#### Direction
Return every line of the data below that contains the string "tree". Case counts.

Entries from a collection:
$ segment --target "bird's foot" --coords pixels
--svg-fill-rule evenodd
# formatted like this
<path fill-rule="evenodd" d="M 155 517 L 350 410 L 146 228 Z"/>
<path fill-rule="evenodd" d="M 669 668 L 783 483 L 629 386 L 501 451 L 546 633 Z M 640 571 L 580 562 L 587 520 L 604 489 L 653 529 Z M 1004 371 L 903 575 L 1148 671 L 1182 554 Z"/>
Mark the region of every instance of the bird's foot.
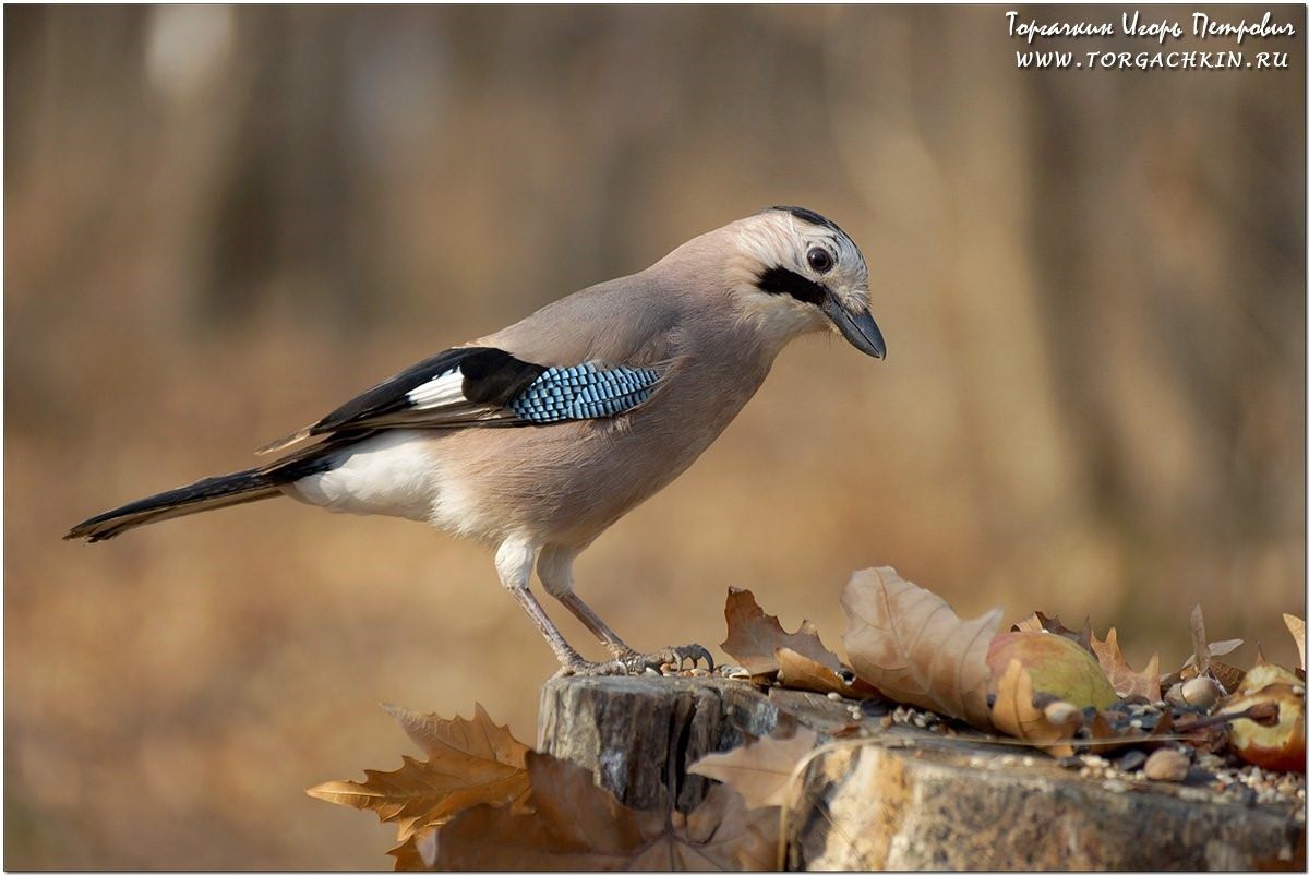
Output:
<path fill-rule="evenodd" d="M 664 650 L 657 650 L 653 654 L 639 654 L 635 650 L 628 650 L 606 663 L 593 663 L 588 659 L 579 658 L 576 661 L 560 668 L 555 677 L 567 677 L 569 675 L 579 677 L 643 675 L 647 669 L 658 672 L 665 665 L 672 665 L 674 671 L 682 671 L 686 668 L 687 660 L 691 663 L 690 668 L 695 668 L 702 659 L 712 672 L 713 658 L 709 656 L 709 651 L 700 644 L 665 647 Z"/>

* * *

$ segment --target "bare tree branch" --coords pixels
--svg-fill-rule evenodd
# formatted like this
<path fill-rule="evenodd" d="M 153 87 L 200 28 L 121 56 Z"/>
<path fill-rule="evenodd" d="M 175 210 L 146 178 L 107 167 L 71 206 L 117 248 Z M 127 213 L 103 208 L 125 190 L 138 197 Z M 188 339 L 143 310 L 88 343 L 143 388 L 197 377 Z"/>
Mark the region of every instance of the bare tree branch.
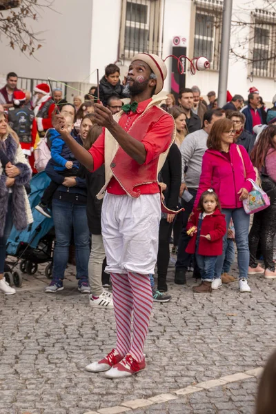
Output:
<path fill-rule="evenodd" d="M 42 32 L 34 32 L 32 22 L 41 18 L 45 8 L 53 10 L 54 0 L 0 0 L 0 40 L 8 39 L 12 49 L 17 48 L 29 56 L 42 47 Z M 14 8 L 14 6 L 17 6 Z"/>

#### Answer for the task
$ segment --target "bare tree branch" --coords pixels
Mark the region of every instance of the bare tree branch.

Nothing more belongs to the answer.